═════ ENTRIES PROVIDED ═════

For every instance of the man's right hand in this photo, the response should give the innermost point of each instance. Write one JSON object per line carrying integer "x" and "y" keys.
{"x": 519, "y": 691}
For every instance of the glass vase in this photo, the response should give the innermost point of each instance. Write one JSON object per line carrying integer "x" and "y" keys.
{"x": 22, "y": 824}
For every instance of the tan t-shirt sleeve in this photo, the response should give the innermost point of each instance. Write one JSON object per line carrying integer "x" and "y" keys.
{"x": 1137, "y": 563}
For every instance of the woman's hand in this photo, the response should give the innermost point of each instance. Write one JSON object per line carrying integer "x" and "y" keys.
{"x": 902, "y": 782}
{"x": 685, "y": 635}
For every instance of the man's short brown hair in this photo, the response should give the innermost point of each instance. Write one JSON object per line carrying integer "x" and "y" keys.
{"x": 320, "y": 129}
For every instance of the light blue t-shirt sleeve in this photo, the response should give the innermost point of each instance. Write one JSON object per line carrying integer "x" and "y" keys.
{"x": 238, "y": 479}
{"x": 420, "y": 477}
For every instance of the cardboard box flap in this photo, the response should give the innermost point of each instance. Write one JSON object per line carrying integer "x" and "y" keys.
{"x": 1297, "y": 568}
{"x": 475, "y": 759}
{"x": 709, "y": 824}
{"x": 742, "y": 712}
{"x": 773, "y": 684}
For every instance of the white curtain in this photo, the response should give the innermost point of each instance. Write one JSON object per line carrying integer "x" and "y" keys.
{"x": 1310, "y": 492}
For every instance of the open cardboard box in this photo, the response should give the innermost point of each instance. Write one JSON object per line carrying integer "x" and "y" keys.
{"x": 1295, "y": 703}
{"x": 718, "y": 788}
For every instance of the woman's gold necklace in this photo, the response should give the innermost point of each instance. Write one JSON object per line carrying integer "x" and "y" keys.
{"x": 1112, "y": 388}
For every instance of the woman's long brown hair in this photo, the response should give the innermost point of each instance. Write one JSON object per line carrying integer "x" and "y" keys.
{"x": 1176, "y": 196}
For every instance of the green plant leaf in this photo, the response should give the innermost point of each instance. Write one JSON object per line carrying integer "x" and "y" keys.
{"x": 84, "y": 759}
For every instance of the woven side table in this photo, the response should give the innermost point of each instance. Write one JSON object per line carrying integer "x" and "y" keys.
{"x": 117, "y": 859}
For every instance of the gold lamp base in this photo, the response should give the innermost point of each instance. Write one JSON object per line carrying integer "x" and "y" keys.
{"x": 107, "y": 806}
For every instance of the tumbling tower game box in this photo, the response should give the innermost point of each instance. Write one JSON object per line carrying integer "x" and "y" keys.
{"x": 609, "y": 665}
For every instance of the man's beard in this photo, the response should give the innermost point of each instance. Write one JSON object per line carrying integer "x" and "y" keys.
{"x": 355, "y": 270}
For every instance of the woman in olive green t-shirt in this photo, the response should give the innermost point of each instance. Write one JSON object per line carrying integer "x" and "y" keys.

═════
═════ ENTRIES PROVIDED ═════

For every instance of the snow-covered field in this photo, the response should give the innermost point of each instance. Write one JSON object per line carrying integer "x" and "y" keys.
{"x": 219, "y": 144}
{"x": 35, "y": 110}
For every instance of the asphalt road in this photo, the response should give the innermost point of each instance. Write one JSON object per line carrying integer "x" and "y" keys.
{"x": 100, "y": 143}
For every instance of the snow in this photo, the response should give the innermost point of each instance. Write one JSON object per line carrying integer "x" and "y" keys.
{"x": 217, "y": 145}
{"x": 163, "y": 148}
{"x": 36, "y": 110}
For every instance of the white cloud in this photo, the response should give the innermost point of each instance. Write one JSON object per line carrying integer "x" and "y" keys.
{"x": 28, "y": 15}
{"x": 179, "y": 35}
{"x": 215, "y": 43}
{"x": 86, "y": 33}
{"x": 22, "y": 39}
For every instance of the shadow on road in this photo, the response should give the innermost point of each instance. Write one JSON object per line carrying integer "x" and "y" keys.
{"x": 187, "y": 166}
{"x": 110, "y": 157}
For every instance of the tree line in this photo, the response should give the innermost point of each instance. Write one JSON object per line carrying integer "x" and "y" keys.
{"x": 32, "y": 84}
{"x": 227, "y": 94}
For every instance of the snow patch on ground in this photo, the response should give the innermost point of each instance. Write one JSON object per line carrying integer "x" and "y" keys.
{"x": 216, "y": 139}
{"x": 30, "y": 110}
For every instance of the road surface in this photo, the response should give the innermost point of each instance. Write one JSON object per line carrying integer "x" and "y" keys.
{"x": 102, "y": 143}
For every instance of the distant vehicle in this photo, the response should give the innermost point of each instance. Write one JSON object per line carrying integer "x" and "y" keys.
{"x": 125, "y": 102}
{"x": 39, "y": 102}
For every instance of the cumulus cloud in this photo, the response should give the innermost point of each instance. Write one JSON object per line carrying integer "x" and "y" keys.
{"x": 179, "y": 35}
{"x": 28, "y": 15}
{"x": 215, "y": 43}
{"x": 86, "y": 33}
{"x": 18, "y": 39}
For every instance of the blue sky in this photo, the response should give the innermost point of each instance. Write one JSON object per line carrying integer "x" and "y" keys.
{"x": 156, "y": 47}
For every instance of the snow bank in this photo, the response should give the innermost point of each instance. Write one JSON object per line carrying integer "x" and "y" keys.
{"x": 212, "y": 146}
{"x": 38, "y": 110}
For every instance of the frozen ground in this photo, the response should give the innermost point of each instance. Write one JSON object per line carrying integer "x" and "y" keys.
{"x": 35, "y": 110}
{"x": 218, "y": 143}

═════

| WORK TO DO |
Retype, without any change, the lines from the one containing "For every instance of the man's beard" through the one containing "For every instance of the woman in", including both of those lines.

| EXPECTED OUTPUT |
For every instance of the man's beard in this photo, the response should give the innermost point of each instance. Write one JSON object per line carrying integer "x" and "y" keys.
{"x": 355, "y": 270}
For every instance of the woman in olive green t-shirt in this photo, the response should give the innermost point of each instance. Write one JSON object per line carrying integer "x" and "y" keys.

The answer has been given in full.